### GIVEN EXERCISE A
Answer these questions from the passage below on the Vatican and anti-Jewish measures during the war, one answer per line, marked the same way:
(i) Whom did Pétain ask in August 1941 to find out the Vatican's views on Vichy's anti-Jewish legislation?
(ii) In what year was the concordat that defined the Church's relationship with the Antonescu regime?
(iii) When did Cassulo tour Transnistria?

In August 1941 the French head of state, Marshal Philippe Pétain,
asked the French ambassador to the Holy See, Léon Bérard, to ascertain
the views of the Vatican on the collaborationist Vichy government’s
efforts to restrict the Jews through anti-Jewish legislation. The
response came, reportedly from Giovanni Montini, substitute Secretary
of State, and Domenico Tardini, Secretary of the Congregation of
Extraordinary Ecclesiastical Affairs, who stated that there was
no objection to these restrictions so long as they were administered
with justice and charity and did not restrict the prerogatives of
the Church.20 Was the Pope consulted
on this matter? Are there any additional materials in the archives
regarding this issue that are not contained in the ADSS?
In Romania, where Catholics were a small but significant minority,
both the local Catholic authorities and the Vatican clung to the
concordat of 1929 as defining the relationship between the Church
and the dictatorial regime of Marshal Ion Antonescu. During 1940
and 1941, as persecution of the Jews intensified, the Vatican received
a stream of communications from the nuncio, Archbishop Andrea Cassulo,
relaying the strain that the anti-Jewish laws put upon what the
Church saw as its prerogatives – among others, the protection of
the civil and religious rights of Catholics who had converted from
Judaism. Cassulo repeatedly reported on his efforts to secure the
"freedom of the Church" by insisting upon the need to
exempt converts from anti-Jewish laws, their rights to attend schools
and vocational institutions.21 Did
Cassulo or his interlocutors in the Vatican view these interventions
as the only practical means by which a blanket of protection, or
at least some protection, might be extended to Jews who were not
converts? Are there any further documents to elucidate this issue?
Cassulo had very good relations with Jewish leaders in the core
Romanian provinces of Moldavia and Wallachia. He appealed directly
to Antonescu to limit deportations planned for the summer of 1942.22
He toured Transnistria in the spring of 1943, visiting one of the
principal killing grounds for Jews during the Holocaust. Cassulo
reported extensively on his activities to Maglione.23
He traveled to Rome in the fall of 1942 and was received by the
Pope. Do any documents record what transpired during that visit?
Were his actions approved by the Holy See?
At the end of August 1942, the Greek Catholic Metropolitan of Lviv
(Lwow), Andrzeyj Szeptyckyj, wrote to the Pope and described with
stark clarity the atrocities and mass murder being carried out against
the Jews and the local population.24
No other high-ranking Catholic Churchman, to the best of our knowledge,
provided such direct eye-witness testimony and expressed concern
for Jews qua Jews (and as primary targets of German bestiality)
in the same way. Moreover, he indicated to the Pope that he had
protested to Himmler himself. Finally, he publicly denounced the
massacres of Jews in circumstances in which some Ukrainian Catholics
themselves were collaborating with the Germans in these murders.

### GIVEN EXERCISE B
In the records, substitute "peony" for "rose" from the line that contains "Target: flower stem" through the end of the records. Give back only those lines, with nothing else changed.

### MATERIAL TO PROCESS
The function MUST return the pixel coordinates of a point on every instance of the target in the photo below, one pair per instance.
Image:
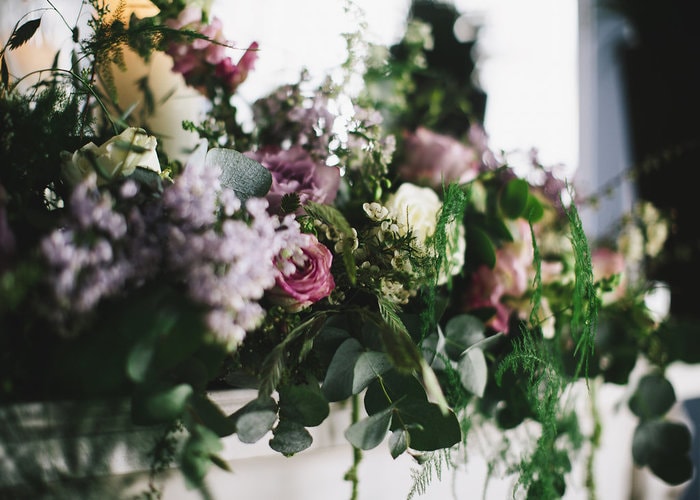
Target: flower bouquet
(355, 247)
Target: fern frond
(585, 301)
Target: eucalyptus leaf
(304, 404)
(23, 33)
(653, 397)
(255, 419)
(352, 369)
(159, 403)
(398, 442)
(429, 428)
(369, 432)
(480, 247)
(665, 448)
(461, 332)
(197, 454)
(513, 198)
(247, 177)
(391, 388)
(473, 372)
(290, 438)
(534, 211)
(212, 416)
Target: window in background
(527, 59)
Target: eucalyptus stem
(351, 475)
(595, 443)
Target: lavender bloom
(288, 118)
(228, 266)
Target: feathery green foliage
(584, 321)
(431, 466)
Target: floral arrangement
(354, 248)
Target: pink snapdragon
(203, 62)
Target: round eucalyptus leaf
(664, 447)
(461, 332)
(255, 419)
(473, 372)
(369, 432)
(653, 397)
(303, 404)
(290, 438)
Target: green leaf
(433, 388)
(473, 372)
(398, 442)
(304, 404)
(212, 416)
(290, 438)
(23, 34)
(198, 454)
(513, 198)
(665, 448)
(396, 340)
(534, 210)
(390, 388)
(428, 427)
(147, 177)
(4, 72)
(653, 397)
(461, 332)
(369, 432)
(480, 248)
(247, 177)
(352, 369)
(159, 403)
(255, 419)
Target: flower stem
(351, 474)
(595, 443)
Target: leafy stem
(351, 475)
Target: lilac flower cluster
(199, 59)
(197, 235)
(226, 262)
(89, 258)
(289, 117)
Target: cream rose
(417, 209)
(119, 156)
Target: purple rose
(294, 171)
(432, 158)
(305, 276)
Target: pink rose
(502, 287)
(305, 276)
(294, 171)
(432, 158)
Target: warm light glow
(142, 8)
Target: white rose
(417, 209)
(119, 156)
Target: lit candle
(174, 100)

### TASK OUTPUT A
(i) Léon Bérard, the French ambassador to the Holy See
(ii) 1929
(iii) In the spring of 1943

### TASK OUTPUT B
Target: flower stem
(351, 474)
(595, 443)
Target: leafy stem
(351, 475)
Target: lilac flower cluster
(199, 59)
(197, 235)
(226, 262)
(89, 258)
(289, 117)
Target: cream peony
(417, 209)
(119, 156)
Target: purple peony
(294, 171)
(432, 158)
(305, 276)
Target: pink peony
(502, 287)
(305, 276)
(294, 171)
(432, 158)
Target: warm light glow
(142, 8)
Target: white peony
(417, 209)
(119, 156)
Target: lit candle
(174, 100)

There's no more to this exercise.